[BEGIN Text shown]

One of the reasons, if a lesser one, that Stravinsky's Le Sacre du printemps ("The Rite of Spring") created a scandal at its Paris premiere on May 29, 1913 —more than a century ago now— was that, despite unprecedented amounts of rehearsal, the orchestra was not up to the challenges of Stravinsky's almost literally ground-breaking score.

Like athletes, orchestral musicians and their leaders have gotten better over that century, and today Le Sacre is deemed the Rite Stuff even for regional and semi-professional orchestras and is definitely in the active repertoire of any orchestra that hopes to qualify as world-class. That represents as much loss as gain.

These days it takes an orchestra as ace as the London Symphony Orchestra (LSO) playing at white heat under its beloved but imminently departing music director, Simon Rattle, to remind you what a still-stunning piece Le Sacre is.

Its new release of the Stravinsky Ballets —The Firebird, Petrushka, and The Rite— on its in-house label, drawn from live performances, is everything you could possibly want from modern orchestra performances of these still-crowd-crazing pieces, issued at a time when the catalog is bursting with rival, often competitive versions. If you're new to these pieces and starting here, count your blessings.

[END Text shown]

■ **Task set**:
(1) In one to three sentences, explain what the Stravinsky review gives as a lesser reason that the 1913 Paris premiere of Le Sacre du printemps caused a scandal.
(2) Retype everything in the Stravinsky review from "Like athletes, orchestral" down to "Le Sacre is.", without changing a word.
(3) Extend the Stravinsky review, starting right after its last sentence.
None of the material after the Stravinsky review is needed for this work.

[BEGIN Provided information]

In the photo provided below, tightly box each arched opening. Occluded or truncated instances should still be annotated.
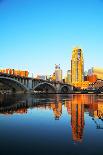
[61,85,71,94]
[34,82,56,93]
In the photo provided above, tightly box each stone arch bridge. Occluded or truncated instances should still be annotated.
[0,73,73,93]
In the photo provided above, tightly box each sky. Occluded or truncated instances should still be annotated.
[0,0,103,75]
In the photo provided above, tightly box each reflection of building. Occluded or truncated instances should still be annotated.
[88,67,103,80]
[71,96,84,141]
[51,102,62,119]
[71,48,84,84]
[55,65,62,82]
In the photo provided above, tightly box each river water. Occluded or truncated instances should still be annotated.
[0,94,103,155]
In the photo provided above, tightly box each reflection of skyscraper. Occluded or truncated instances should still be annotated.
[71,48,84,83]
[66,95,84,142]
[71,104,84,141]
[51,102,62,120]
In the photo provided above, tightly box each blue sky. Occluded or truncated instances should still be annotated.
[0,0,103,74]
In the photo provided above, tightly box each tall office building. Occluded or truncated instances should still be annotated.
[66,70,71,84]
[55,65,62,82]
[71,48,84,83]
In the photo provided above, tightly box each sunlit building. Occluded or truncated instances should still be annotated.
[65,70,71,84]
[36,75,47,80]
[0,68,29,77]
[71,48,84,84]
[55,65,62,82]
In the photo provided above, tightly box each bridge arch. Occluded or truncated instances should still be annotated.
[60,85,72,93]
[0,76,28,92]
[33,82,56,93]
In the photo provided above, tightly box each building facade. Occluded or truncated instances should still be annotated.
[88,67,103,80]
[55,65,62,82]
[71,48,84,84]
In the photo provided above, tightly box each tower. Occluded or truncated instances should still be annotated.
[71,48,84,83]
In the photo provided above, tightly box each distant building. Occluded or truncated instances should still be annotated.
[88,67,103,80]
[87,75,97,83]
[36,75,47,80]
[71,48,84,84]
[65,70,71,84]
[55,65,62,82]
[0,68,29,77]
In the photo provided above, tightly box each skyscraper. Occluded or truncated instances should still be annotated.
[55,65,62,82]
[71,48,84,83]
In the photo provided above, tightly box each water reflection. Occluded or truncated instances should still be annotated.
[0,94,103,142]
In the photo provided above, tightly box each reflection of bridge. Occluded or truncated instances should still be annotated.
[0,73,73,93]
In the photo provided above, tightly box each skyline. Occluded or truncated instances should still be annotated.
[0,0,103,74]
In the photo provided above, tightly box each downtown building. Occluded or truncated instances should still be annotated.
[71,48,89,89]
[55,65,62,82]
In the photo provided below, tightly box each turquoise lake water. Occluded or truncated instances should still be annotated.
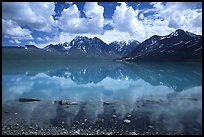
[2,59,202,134]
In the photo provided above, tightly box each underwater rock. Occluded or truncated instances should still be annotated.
[19,98,40,102]
[59,100,78,105]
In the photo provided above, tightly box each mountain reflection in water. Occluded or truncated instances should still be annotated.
[2,60,202,133]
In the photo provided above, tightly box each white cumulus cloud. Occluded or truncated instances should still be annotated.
[2,2,55,32]
[2,19,33,43]
[57,2,104,34]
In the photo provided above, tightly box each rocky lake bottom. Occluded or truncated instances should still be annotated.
[2,61,202,135]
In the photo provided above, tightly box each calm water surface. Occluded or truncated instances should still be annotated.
[2,60,202,134]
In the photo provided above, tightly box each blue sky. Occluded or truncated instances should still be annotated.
[2,2,202,47]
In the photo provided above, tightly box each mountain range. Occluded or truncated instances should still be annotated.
[4,29,202,62]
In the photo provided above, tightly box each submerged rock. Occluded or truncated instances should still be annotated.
[124,119,131,124]
[19,98,40,102]
[59,100,78,105]
[103,102,110,105]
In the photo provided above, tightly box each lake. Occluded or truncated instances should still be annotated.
[2,59,202,134]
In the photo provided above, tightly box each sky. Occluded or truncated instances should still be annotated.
[2,2,202,48]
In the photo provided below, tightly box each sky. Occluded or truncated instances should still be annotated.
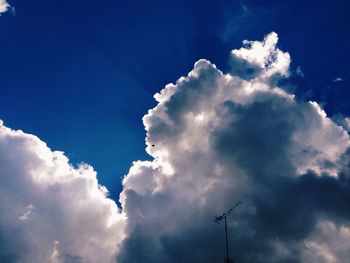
[0,0,350,263]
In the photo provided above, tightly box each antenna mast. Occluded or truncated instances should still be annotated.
[213,201,242,263]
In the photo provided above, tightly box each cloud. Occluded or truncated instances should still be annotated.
[0,0,10,14]
[0,122,125,263]
[117,33,350,263]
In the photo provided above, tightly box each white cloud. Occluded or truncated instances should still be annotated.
[0,122,125,263]
[118,33,350,263]
[0,0,10,14]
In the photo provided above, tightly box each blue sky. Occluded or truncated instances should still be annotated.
[0,0,350,263]
[0,0,350,199]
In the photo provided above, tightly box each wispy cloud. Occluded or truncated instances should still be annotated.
[118,33,350,263]
[0,0,10,14]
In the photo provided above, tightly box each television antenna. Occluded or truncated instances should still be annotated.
[213,201,242,263]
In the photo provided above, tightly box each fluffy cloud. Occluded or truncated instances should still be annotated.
[117,33,350,263]
[0,0,10,14]
[0,122,125,263]
[0,33,350,263]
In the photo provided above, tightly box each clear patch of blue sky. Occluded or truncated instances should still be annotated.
[0,0,350,202]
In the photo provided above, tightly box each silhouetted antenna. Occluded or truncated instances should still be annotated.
[213,201,242,263]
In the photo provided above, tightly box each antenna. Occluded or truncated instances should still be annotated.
[213,201,242,263]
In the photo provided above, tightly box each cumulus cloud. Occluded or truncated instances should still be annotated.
[0,0,10,14]
[117,33,350,263]
[0,122,125,263]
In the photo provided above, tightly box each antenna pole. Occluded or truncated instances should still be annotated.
[225,216,230,263]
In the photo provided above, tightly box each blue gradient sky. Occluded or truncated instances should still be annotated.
[0,0,350,201]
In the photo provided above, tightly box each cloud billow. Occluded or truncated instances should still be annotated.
[117,33,350,263]
[0,122,125,263]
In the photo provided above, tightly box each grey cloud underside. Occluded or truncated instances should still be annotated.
[117,34,350,263]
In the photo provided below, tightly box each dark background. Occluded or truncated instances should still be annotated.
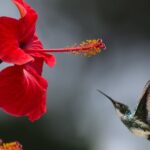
[0,0,150,150]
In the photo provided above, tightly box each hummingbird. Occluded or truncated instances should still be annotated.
[98,80,150,140]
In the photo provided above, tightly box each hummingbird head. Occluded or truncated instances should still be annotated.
[98,90,131,117]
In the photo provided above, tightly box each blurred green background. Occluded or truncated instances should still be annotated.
[0,0,150,150]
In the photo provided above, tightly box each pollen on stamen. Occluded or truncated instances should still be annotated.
[72,39,105,57]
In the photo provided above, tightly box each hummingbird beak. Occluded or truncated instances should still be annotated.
[97,89,116,106]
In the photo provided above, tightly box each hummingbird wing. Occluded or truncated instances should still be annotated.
[134,80,150,124]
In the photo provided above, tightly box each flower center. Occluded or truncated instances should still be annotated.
[19,42,26,49]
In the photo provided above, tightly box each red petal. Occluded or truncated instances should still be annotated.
[30,52,56,67]
[0,66,47,121]
[27,35,56,74]
[13,0,38,44]
[27,35,44,75]
[0,17,34,65]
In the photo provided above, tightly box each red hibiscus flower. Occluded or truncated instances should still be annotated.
[0,0,105,121]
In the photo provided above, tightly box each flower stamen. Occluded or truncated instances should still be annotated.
[26,39,106,57]
[0,142,22,150]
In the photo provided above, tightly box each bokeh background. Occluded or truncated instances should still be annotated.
[0,0,150,150]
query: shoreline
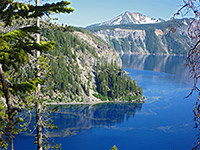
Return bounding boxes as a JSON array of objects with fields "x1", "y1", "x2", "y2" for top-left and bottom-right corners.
[{"x1": 47, "y1": 96, "x2": 146, "y2": 105}]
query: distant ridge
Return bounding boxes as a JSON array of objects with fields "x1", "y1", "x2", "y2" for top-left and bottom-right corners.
[{"x1": 89, "y1": 11, "x2": 165, "y2": 27}]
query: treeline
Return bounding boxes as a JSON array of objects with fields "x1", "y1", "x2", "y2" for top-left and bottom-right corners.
[{"x1": 86, "y1": 19, "x2": 192, "y2": 54}]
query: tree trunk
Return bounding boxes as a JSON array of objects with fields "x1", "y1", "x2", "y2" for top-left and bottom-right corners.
[
  {"x1": 0, "y1": 64, "x2": 14, "y2": 150},
  {"x1": 36, "y1": 0, "x2": 43, "y2": 150}
]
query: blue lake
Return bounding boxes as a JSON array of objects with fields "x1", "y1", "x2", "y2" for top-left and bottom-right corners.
[{"x1": 15, "y1": 55, "x2": 198, "y2": 150}]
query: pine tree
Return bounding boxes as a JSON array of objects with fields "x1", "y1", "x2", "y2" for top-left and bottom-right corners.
[{"x1": 0, "y1": 0, "x2": 73, "y2": 149}]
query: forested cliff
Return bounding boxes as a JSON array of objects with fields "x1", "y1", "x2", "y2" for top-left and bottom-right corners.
[{"x1": 39, "y1": 28, "x2": 142, "y2": 103}]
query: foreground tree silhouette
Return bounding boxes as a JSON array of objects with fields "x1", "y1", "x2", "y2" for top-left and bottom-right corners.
[
  {"x1": 0, "y1": 0, "x2": 73, "y2": 149},
  {"x1": 170, "y1": 0, "x2": 200, "y2": 149}
]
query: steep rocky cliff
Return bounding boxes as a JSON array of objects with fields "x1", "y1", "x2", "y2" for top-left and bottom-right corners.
[
  {"x1": 42, "y1": 28, "x2": 142, "y2": 103},
  {"x1": 87, "y1": 19, "x2": 192, "y2": 54}
]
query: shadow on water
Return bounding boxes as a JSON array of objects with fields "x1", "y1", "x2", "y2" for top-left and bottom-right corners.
[
  {"x1": 50, "y1": 103, "x2": 142, "y2": 137},
  {"x1": 121, "y1": 54, "x2": 189, "y2": 80}
]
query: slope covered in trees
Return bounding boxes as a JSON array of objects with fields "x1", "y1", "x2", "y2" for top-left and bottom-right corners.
[{"x1": 42, "y1": 29, "x2": 142, "y2": 103}]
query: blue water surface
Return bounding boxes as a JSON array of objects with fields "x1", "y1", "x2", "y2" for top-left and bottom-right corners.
[{"x1": 15, "y1": 56, "x2": 198, "y2": 150}]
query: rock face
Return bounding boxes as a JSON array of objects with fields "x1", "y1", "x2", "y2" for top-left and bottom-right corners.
[
  {"x1": 89, "y1": 11, "x2": 164, "y2": 26},
  {"x1": 43, "y1": 29, "x2": 136, "y2": 103},
  {"x1": 87, "y1": 18, "x2": 192, "y2": 54}
]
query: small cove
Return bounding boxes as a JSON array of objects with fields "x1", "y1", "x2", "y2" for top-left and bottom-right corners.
[{"x1": 15, "y1": 55, "x2": 198, "y2": 150}]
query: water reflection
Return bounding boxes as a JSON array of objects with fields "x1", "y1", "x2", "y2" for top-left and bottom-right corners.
[
  {"x1": 50, "y1": 103, "x2": 142, "y2": 137},
  {"x1": 121, "y1": 54, "x2": 191, "y2": 82}
]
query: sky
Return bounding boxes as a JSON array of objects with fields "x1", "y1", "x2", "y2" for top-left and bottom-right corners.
[{"x1": 54, "y1": 0, "x2": 189, "y2": 27}]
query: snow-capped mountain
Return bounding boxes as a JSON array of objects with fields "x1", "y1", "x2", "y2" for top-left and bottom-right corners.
[{"x1": 89, "y1": 11, "x2": 164, "y2": 26}]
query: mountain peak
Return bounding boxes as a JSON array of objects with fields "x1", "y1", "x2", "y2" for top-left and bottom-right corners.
[{"x1": 89, "y1": 11, "x2": 164, "y2": 26}]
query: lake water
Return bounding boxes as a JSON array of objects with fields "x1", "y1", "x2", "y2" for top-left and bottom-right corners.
[{"x1": 15, "y1": 55, "x2": 198, "y2": 150}]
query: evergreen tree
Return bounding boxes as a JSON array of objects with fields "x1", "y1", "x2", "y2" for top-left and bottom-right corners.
[{"x1": 0, "y1": 0, "x2": 73, "y2": 149}]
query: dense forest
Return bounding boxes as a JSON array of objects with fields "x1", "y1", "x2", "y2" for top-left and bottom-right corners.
[{"x1": 39, "y1": 28, "x2": 142, "y2": 102}]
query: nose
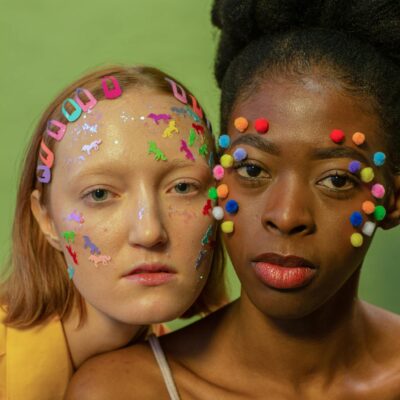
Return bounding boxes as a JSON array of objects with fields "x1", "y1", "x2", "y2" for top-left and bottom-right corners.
[
  {"x1": 129, "y1": 186, "x2": 168, "y2": 248},
  {"x1": 262, "y1": 174, "x2": 316, "y2": 236}
]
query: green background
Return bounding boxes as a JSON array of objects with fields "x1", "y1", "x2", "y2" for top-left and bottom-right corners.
[{"x1": 0, "y1": 0, "x2": 400, "y2": 328}]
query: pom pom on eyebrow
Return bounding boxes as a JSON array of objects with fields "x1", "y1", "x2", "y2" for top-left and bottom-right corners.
[
  {"x1": 233, "y1": 117, "x2": 249, "y2": 133},
  {"x1": 371, "y1": 183, "x2": 385, "y2": 199},
  {"x1": 351, "y1": 132, "x2": 365, "y2": 146},
  {"x1": 233, "y1": 147, "x2": 247, "y2": 161},
  {"x1": 361, "y1": 200, "x2": 375, "y2": 215},
  {"x1": 329, "y1": 129, "x2": 345, "y2": 144},
  {"x1": 349, "y1": 160, "x2": 361, "y2": 174},
  {"x1": 254, "y1": 118, "x2": 269, "y2": 133},
  {"x1": 225, "y1": 200, "x2": 239, "y2": 214},
  {"x1": 360, "y1": 167, "x2": 375, "y2": 183},
  {"x1": 213, "y1": 165, "x2": 225, "y2": 181},
  {"x1": 373, "y1": 151, "x2": 386, "y2": 167},
  {"x1": 350, "y1": 211, "x2": 363, "y2": 228},
  {"x1": 362, "y1": 221, "x2": 376, "y2": 236}
]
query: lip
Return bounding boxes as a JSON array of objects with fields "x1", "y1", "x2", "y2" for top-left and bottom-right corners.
[
  {"x1": 253, "y1": 253, "x2": 317, "y2": 289},
  {"x1": 122, "y1": 263, "x2": 176, "y2": 286}
]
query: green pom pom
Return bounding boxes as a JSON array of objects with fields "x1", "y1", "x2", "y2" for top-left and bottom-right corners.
[{"x1": 374, "y1": 206, "x2": 386, "y2": 221}]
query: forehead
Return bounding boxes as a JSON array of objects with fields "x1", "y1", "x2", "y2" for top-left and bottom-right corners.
[
  {"x1": 55, "y1": 88, "x2": 211, "y2": 173},
  {"x1": 228, "y1": 77, "x2": 382, "y2": 147}
]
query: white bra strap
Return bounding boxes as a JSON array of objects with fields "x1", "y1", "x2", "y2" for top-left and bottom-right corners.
[{"x1": 148, "y1": 335, "x2": 180, "y2": 400}]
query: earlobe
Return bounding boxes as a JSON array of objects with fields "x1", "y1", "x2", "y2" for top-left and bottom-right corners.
[
  {"x1": 380, "y1": 175, "x2": 400, "y2": 230},
  {"x1": 31, "y1": 189, "x2": 62, "y2": 251}
]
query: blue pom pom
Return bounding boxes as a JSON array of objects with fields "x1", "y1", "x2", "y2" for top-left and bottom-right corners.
[
  {"x1": 233, "y1": 147, "x2": 247, "y2": 161},
  {"x1": 350, "y1": 211, "x2": 363, "y2": 228},
  {"x1": 374, "y1": 151, "x2": 386, "y2": 167},
  {"x1": 225, "y1": 200, "x2": 239, "y2": 214},
  {"x1": 218, "y1": 135, "x2": 231, "y2": 149}
]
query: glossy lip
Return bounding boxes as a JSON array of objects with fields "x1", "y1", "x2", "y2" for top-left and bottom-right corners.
[
  {"x1": 122, "y1": 263, "x2": 176, "y2": 286},
  {"x1": 253, "y1": 253, "x2": 317, "y2": 289}
]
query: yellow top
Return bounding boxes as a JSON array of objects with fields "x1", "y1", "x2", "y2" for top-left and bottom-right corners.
[{"x1": 0, "y1": 308, "x2": 73, "y2": 400}]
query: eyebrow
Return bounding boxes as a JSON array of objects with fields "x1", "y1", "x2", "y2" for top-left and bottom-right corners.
[
  {"x1": 231, "y1": 133, "x2": 281, "y2": 156},
  {"x1": 311, "y1": 146, "x2": 370, "y2": 164},
  {"x1": 231, "y1": 133, "x2": 370, "y2": 164}
]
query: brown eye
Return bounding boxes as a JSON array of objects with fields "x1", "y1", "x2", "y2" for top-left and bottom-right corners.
[{"x1": 90, "y1": 189, "x2": 109, "y2": 202}]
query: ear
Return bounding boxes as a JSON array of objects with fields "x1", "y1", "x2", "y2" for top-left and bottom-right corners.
[
  {"x1": 31, "y1": 189, "x2": 62, "y2": 251},
  {"x1": 380, "y1": 175, "x2": 400, "y2": 229}
]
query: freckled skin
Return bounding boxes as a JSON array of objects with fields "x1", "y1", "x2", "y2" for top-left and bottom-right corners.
[
  {"x1": 50, "y1": 89, "x2": 217, "y2": 325},
  {"x1": 67, "y1": 75, "x2": 400, "y2": 400}
]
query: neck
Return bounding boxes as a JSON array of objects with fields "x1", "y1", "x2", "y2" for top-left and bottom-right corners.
[
  {"x1": 232, "y1": 273, "x2": 366, "y2": 386},
  {"x1": 62, "y1": 303, "x2": 144, "y2": 368}
]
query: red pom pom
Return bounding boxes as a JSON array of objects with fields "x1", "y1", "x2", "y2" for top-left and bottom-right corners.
[
  {"x1": 329, "y1": 129, "x2": 345, "y2": 143},
  {"x1": 254, "y1": 118, "x2": 269, "y2": 133}
]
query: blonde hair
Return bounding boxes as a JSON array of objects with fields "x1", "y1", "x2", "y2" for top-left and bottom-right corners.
[{"x1": 0, "y1": 66, "x2": 227, "y2": 327}]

[END Provided information]

■ **Final answers**:
(1) Even with unprecedented amounts of rehearsal, the orchestra was not up to the challenges of Stravinsky's almost literally ground-breaking score.

(2)
Like athletes, orchestral musicians and their leaders have gotten better over that century, and today Le Sacre is deemed the Rite Stuff even for regional and semi-professional orchestras and is definitely in the active repertoire of any orchestra that hopes to qualify as world-class. That represents as much loss as gain.

These days it takes an orchestra as ace as the London Symphony Orchestra (LSO) playing at white heat under its beloved but imminently departing music director, Simon Rattle, to remind you what a still-stunning piece Le Sacre is.

(3)
Odious as it is to say that any performer "owns" a piece, I've long thought that about Michael Tilson Thomas and The Rite. When the San Francisco Examiner, for which I was writing at the time, dispatched me to review Tilson Thomas' Rite in a 1993 San Francisco Symphony summer Russian Festival —the kind of fare that might be cancelled now because its Russian roots show— I walked into Davies Hall thinking of the music as "that old thing."

As it happened, earlier that day MTT had been named the Symphony's new music director, and the musicians celebrated with a primal, elemental, orgiastic performance of The Rite that left me blubbering in print. More recently, my practiced love of being wrong was validated the last time I heard the Symphony live, ending the show with another incandescent Rite.

Somehow, over a quarter-century, that old thing had gotten even better.

I wouldn't be writing about this new LSO Live release if my cage hadn't been rattled anew, this time by Rattle.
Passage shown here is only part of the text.